• **Written instruction**
Output the listing from the line with "332, row 136." through the line with "column 316, row 114" as a two-column CSV with the headers query_text and points. Each point-to call gets one row: query_text holds its full wording, points holds its marked coordinates, each field is enclosed in double quotes, and line breaks inside a field become spaces.

-- BEGIN Extracted information --

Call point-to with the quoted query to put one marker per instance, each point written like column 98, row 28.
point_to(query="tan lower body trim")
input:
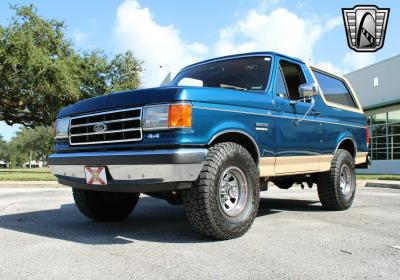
column 267, row 166
column 280, row 166
column 361, row 157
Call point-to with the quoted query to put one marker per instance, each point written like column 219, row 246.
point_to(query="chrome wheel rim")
column 345, row 180
column 232, row 191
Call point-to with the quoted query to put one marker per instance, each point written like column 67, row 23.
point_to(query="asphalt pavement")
column 43, row 236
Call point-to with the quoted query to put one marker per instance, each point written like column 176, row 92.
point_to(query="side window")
column 335, row 90
column 294, row 77
column 280, row 86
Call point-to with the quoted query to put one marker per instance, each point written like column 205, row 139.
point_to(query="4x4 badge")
column 365, row 27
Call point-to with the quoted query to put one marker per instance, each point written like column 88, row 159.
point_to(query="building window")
column 385, row 136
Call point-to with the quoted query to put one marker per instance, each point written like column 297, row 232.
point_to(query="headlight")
column 61, row 128
column 167, row 116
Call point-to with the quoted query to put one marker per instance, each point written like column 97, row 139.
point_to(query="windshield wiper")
column 232, row 87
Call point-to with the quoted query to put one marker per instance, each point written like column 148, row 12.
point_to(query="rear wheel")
column 105, row 206
column 223, row 202
column 337, row 187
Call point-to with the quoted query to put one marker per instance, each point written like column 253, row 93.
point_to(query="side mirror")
column 308, row 90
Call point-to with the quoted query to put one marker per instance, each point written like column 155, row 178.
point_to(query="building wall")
column 378, row 84
column 378, row 90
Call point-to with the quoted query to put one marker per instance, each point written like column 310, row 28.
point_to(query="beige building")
column 378, row 88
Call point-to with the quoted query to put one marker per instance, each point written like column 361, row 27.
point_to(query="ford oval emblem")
column 99, row 127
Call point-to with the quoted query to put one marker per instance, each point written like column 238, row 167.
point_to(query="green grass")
column 34, row 174
column 378, row 177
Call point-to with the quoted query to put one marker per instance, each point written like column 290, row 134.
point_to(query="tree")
column 32, row 143
column 125, row 72
column 3, row 148
column 40, row 72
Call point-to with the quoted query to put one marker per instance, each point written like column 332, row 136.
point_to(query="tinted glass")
column 247, row 73
column 294, row 78
column 335, row 90
column 280, row 87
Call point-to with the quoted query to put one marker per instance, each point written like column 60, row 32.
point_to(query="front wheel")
column 223, row 202
column 105, row 206
column 337, row 187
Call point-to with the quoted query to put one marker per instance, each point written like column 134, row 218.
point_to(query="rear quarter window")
column 335, row 90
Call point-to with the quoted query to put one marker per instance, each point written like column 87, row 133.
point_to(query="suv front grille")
column 106, row 127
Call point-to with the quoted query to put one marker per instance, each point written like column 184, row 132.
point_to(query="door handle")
column 316, row 114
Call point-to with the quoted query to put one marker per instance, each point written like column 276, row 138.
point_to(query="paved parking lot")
column 43, row 236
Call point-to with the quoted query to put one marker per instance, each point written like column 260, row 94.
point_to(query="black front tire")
column 206, row 203
column 105, row 206
column 336, row 191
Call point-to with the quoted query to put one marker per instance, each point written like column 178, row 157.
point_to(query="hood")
column 132, row 98
column 137, row 98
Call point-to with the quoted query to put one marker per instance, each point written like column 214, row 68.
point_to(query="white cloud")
column 354, row 60
column 265, row 28
column 280, row 30
column 80, row 38
column 153, row 43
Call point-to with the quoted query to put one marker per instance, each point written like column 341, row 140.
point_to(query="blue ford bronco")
column 212, row 140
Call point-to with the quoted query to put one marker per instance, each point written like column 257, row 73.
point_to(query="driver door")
column 298, row 146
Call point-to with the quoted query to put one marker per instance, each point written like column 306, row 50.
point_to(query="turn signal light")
column 180, row 115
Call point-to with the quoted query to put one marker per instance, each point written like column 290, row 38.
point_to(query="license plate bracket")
column 96, row 175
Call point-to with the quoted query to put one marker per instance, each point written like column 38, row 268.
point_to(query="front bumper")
column 132, row 171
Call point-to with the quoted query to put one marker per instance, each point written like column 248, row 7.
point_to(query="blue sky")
column 175, row 33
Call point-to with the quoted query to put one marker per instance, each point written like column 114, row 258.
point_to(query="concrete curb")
column 383, row 184
column 30, row 184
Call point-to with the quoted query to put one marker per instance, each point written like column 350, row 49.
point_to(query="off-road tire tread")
column 199, row 211
column 327, row 190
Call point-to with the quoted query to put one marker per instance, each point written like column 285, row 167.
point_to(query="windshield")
column 246, row 73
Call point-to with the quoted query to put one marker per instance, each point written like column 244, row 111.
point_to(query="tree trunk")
column 30, row 160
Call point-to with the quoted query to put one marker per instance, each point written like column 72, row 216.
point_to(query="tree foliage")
column 27, row 145
column 40, row 72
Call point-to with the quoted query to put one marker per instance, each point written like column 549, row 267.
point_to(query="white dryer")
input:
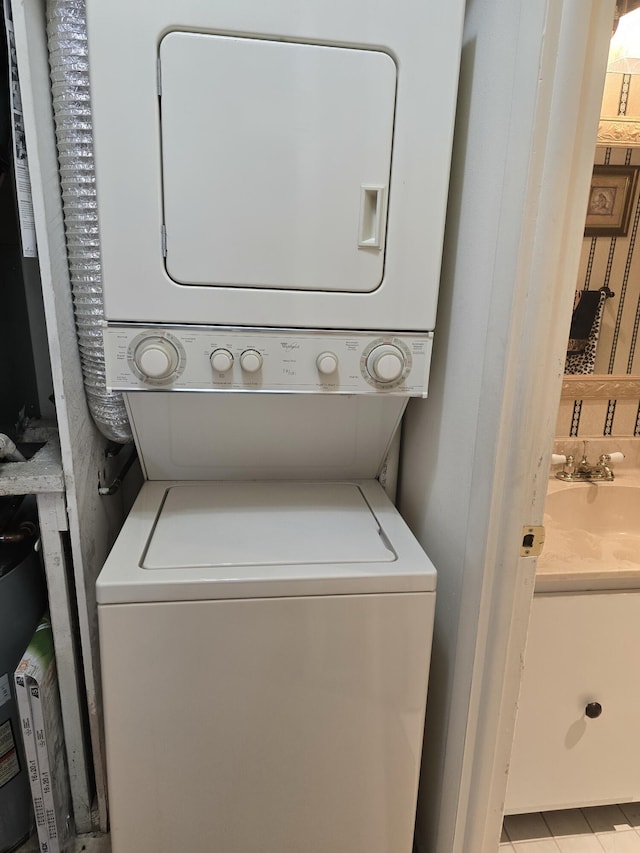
column 265, row 651
column 271, row 189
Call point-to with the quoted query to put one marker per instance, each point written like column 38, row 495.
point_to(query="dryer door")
column 275, row 162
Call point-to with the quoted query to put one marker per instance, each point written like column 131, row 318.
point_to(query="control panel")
column 222, row 358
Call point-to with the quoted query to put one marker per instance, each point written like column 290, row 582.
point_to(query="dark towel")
column 584, row 315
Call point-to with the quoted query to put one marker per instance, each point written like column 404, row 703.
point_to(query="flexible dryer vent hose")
column 68, row 60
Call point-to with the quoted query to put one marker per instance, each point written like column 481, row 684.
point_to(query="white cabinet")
column 576, row 740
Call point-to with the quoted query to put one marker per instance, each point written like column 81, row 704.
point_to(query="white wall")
column 476, row 452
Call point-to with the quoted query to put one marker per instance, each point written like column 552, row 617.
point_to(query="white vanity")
column 576, row 734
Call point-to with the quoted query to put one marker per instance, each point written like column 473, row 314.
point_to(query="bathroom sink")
column 593, row 522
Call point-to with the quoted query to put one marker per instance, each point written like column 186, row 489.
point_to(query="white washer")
column 265, row 653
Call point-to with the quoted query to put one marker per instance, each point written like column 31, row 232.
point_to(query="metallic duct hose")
column 69, row 64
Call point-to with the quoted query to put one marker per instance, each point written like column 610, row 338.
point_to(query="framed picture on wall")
column 610, row 200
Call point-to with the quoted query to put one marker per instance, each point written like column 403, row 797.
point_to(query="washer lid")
column 188, row 541
column 265, row 524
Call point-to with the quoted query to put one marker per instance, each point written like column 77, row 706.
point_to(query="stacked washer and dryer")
column 271, row 182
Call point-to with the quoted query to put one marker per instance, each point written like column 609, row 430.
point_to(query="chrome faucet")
column 584, row 471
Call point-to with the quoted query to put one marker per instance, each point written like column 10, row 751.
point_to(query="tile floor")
column 612, row 829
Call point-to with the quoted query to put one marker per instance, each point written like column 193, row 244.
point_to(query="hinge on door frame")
column 532, row 540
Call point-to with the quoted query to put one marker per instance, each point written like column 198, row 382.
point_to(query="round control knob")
column 593, row 710
column 327, row 362
column 385, row 363
column 251, row 360
column 221, row 360
column 156, row 358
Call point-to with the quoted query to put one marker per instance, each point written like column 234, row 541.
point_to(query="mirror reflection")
column 606, row 320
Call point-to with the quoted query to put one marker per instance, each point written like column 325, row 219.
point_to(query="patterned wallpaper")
column 613, row 262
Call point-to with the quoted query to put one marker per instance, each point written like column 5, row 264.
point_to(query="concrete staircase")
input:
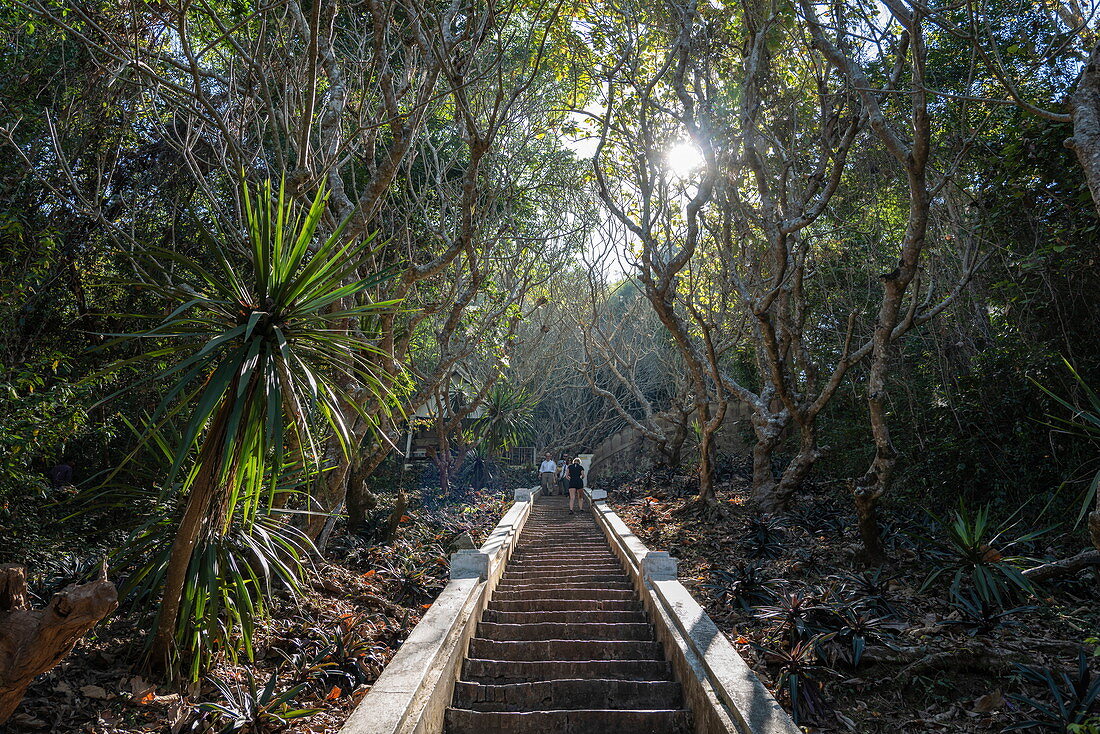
column 564, row 646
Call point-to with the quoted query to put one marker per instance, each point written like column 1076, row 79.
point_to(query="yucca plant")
column 253, row 709
column 264, row 349
column 506, row 418
column 1082, row 422
column 977, row 550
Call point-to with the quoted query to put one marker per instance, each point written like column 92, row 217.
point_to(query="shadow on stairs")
column 564, row 645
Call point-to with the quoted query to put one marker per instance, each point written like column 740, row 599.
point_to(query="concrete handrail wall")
column 722, row 690
column 411, row 694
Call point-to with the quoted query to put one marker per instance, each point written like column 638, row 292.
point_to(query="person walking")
column 548, row 474
column 575, row 483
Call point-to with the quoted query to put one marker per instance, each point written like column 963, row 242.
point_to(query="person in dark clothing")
column 575, row 483
column 62, row 474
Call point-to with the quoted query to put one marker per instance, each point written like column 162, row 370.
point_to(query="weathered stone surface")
column 658, row 566
column 461, row 721
column 498, row 671
column 569, row 693
column 565, row 631
column 570, row 617
column 564, row 645
column 564, row 649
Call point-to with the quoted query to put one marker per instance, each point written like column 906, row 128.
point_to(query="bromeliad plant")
column 975, row 550
column 265, row 350
column 1070, row 704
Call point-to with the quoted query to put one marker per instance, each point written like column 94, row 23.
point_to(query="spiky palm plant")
column 506, row 418
column 264, row 344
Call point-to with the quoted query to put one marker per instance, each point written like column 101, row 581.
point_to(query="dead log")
column 34, row 641
column 1054, row 569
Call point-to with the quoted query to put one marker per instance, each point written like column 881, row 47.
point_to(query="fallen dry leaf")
column 990, row 701
column 94, row 692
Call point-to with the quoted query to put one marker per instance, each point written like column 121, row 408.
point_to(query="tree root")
column 34, row 641
column 1055, row 569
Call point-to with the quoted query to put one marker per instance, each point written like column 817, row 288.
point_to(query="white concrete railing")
column 411, row 694
column 722, row 691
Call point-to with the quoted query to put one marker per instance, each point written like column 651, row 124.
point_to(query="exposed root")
column 1064, row 567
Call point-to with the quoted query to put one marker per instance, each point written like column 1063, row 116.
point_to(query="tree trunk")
column 1085, row 106
column 1095, row 524
column 866, row 500
column 706, row 495
column 768, row 431
column 360, row 499
column 796, row 469
column 201, row 502
column 34, row 641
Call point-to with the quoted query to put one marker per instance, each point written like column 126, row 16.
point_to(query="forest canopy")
column 281, row 278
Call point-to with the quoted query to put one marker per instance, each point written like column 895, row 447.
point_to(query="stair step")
column 589, row 593
column 508, row 671
column 572, row 567
column 564, row 605
column 581, row 721
column 570, row 693
column 565, row 649
column 572, row 617
column 536, row 584
column 548, row 574
column 587, row 631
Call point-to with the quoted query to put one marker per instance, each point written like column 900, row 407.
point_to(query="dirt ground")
column 922, row 664
column 332, row 641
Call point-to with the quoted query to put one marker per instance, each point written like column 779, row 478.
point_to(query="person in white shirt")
column 548, row 474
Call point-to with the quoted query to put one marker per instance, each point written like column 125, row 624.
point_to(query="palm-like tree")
column 262, row 349
column 506, row 418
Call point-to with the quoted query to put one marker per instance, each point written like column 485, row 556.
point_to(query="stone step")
column 548, row 573
column 571, row 567
column 565, row 649
column 602, row 556
column 590, row 593
column 538, row 584
column 463, row 721
column 564, row 605
column 569, row 693
column 572, row 617
column 505, row 671
column 565, row 631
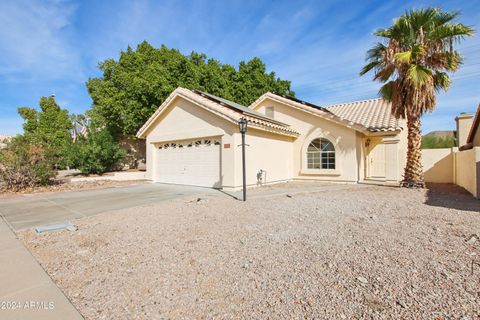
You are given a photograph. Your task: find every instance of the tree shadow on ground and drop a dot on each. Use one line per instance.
(451, 196)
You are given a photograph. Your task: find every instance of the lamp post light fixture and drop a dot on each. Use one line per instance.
(242, 124)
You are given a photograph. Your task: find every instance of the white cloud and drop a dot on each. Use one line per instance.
(35, 43)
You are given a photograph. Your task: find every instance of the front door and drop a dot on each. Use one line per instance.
(376, 160)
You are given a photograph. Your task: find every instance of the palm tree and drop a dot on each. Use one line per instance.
(414, 60)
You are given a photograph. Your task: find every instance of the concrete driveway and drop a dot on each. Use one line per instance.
(30, 211)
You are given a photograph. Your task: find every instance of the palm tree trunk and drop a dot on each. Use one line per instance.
(413, 177)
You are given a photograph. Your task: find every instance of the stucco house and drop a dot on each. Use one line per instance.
(193, 138)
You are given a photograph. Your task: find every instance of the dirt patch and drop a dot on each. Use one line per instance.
(67, 185)
(371, 252)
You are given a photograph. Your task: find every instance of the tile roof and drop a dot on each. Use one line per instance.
(224, 108)
(374, 114)
(365, 116)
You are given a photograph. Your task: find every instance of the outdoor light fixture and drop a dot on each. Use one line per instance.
(242, 125)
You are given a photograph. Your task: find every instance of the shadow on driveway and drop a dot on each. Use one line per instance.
(28, 211)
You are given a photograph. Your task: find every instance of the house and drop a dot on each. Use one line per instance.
(193, 138)
(472, 139)
(458, 165)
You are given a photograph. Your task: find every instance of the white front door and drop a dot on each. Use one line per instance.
(195, 163)
(376, 161)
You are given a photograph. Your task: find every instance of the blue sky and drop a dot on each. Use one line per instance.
(54, 46)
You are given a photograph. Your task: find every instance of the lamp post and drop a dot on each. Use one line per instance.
(242, 124)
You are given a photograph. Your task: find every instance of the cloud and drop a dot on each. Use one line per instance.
(36, 44)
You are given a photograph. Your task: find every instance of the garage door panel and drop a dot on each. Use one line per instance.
(197, 165)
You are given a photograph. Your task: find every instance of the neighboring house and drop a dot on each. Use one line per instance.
(473, 137)
(193, 138)
(442, 134)
(3, 141)
(78, 130)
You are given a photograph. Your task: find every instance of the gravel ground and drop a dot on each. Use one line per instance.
(369, 252)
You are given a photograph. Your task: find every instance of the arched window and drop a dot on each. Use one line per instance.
(321, 154)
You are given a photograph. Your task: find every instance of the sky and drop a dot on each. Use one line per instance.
(54, 47)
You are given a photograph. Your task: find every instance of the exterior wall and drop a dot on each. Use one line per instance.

-- END Extracted information --

• **Finished exercise**
query_text,points
"Call point-to with the quoted query to put one marker per instance, each point written like column 332, row 136. point_to(query=""tinted glass"")","column 247, row 73 column 294, row 78 column 335, row 90 column 280, row 87"
"Call point-to with the quoted query to put one marker per instance, each point written like column 60, row 32. point_to(query=""front wheel"")","column 223, row 202 column 105, row 206 column 337, row 187"
"Call point-to with the quoted query to put one marker per instance, each point written like column 134, row 218. point_to(query=""rear quarter window"")","column 335, row 90"
"Call point-to with the quoted query to put one marker per instance, each point written like column 87, row 133. point_to(query=""suv front grille"")","column 106, row 127"
"Call point-to with the quoted query to put one marker per instance, each point written like column 184, row 132. point_to(query=""door handle"")","column 316, row 114"